#### Task directions
Return each line of the records that contains the string "every". Case counts.

#### Data for processing

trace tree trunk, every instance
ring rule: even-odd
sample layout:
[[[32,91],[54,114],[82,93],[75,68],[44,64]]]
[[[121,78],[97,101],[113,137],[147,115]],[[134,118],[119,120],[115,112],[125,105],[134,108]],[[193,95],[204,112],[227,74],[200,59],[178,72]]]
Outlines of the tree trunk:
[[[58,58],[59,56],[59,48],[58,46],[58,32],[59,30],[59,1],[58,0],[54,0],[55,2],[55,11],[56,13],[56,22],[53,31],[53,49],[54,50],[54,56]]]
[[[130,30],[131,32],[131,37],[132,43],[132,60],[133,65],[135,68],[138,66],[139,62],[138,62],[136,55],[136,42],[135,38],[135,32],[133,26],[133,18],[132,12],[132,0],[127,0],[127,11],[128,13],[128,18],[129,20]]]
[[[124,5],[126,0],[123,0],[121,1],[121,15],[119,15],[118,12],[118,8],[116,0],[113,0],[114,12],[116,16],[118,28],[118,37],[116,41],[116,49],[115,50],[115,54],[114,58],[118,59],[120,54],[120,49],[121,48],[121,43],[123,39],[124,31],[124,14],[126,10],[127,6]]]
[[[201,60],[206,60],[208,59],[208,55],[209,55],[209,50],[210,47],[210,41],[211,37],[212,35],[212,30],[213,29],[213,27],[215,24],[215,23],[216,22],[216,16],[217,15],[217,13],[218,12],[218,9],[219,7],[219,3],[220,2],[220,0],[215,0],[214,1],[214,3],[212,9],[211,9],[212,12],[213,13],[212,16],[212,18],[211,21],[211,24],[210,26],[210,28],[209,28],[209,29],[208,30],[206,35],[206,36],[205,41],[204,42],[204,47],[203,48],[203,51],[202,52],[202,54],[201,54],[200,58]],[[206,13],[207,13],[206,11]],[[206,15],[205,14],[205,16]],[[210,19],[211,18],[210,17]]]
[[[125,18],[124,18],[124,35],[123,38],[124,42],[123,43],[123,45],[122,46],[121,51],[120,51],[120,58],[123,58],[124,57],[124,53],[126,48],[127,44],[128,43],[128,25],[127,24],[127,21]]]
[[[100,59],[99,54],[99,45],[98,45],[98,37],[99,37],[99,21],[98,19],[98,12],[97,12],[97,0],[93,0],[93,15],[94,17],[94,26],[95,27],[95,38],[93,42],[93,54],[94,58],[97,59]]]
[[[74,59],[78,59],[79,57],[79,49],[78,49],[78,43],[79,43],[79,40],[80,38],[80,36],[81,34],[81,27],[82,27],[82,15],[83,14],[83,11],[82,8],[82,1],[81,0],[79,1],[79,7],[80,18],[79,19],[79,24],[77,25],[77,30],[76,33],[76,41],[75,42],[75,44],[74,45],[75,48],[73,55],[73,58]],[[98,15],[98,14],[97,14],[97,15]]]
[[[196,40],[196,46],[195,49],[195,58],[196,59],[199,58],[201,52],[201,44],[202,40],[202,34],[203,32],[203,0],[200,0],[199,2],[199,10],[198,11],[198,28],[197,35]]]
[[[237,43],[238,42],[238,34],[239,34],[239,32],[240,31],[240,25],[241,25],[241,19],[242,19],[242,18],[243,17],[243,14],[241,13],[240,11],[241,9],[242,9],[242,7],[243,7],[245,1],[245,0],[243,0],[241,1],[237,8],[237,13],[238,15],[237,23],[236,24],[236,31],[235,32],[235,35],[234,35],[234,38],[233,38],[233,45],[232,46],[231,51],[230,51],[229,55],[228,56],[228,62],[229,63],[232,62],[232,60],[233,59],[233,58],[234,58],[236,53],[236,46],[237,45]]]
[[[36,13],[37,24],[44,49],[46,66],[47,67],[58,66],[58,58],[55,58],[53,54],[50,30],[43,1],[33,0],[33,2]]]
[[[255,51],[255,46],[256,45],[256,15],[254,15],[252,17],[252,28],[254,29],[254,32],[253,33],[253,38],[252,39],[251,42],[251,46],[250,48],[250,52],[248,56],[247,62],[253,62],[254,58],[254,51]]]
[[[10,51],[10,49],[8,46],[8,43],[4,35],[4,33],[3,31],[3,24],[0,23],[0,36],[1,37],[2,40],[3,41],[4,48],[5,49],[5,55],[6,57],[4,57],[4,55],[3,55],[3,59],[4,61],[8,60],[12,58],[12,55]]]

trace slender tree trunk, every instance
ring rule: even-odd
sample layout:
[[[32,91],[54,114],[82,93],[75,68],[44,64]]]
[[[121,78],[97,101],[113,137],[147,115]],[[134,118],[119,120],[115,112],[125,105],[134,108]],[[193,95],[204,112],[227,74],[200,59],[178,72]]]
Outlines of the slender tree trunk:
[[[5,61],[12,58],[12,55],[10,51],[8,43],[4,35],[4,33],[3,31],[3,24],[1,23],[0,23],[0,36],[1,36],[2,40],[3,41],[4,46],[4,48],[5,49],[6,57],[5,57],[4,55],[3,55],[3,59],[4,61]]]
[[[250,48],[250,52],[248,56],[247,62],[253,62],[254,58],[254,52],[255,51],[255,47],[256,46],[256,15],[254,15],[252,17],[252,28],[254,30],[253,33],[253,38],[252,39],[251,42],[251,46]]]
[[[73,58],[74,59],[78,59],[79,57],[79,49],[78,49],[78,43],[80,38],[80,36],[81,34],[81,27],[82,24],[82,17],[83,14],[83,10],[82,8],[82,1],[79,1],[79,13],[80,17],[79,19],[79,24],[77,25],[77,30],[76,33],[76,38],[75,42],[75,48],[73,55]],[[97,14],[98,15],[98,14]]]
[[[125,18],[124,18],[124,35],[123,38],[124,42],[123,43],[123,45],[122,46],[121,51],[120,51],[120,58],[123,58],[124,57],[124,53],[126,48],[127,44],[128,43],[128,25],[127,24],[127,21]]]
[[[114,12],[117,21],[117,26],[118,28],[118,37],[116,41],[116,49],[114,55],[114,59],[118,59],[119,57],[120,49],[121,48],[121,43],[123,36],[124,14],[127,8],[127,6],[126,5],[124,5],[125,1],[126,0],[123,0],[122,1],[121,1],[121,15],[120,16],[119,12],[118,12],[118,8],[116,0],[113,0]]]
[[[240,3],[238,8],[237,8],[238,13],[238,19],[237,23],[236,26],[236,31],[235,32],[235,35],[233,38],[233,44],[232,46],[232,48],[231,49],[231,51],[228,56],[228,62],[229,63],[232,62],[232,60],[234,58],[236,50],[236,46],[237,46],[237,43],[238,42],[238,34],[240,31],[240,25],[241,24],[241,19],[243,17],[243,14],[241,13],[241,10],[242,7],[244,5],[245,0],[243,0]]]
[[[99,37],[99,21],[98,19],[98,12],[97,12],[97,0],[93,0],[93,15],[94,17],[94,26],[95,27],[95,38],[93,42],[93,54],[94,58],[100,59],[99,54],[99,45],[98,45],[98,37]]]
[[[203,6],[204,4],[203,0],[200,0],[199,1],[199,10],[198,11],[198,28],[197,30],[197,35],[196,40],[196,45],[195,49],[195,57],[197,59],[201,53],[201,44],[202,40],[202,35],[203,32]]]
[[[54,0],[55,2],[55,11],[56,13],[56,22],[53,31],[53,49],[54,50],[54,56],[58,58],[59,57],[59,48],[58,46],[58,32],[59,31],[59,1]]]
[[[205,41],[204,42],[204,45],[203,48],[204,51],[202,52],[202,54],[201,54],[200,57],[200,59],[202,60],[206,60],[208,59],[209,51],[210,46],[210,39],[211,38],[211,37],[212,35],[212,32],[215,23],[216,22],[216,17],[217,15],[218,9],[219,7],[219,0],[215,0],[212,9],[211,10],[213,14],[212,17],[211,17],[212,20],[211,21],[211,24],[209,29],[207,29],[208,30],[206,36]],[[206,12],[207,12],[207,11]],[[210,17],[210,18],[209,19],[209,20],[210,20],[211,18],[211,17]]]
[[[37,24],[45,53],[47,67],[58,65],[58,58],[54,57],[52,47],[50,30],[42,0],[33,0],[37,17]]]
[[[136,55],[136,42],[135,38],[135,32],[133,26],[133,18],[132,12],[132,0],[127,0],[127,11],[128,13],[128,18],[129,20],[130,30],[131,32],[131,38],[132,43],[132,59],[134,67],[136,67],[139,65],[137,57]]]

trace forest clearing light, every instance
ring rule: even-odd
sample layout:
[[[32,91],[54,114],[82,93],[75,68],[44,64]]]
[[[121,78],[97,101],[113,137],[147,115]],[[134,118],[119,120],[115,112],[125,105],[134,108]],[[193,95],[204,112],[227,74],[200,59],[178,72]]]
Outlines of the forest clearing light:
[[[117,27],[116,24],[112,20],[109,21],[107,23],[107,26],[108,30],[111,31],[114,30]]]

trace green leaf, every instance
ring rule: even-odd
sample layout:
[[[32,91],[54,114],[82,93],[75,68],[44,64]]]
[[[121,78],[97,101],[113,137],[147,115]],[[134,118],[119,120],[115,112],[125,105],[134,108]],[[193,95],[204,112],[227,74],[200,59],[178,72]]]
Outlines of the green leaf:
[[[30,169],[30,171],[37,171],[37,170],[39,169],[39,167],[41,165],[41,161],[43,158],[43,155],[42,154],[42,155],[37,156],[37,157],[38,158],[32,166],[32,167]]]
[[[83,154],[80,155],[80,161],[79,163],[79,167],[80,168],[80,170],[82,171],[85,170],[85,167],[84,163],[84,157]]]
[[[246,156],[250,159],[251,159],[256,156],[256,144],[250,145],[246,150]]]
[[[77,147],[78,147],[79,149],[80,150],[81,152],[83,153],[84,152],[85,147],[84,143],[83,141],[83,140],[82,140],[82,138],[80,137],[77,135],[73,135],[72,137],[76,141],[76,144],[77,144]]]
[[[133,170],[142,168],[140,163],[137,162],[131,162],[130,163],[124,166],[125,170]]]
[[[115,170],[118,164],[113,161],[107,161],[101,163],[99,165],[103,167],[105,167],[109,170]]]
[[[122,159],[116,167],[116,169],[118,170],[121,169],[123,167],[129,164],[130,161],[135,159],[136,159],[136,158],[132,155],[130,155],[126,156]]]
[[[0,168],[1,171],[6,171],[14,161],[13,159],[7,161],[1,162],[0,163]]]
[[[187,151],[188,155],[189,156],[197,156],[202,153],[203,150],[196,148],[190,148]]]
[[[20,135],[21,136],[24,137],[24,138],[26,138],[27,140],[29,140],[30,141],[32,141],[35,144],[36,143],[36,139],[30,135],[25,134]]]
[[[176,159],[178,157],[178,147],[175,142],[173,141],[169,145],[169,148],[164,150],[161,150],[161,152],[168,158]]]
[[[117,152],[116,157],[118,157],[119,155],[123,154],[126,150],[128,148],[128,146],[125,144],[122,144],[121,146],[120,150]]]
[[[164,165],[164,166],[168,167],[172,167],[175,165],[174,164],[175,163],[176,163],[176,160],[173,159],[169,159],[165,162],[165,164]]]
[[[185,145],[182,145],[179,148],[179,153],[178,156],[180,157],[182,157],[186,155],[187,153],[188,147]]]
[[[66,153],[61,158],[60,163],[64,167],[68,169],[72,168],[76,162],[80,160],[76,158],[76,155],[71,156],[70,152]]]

#### Expected answer
trace tree trunk, every instance
trace slender tree trunk, every instance
trace forest clearing light, every instance
trace green leaf, every instance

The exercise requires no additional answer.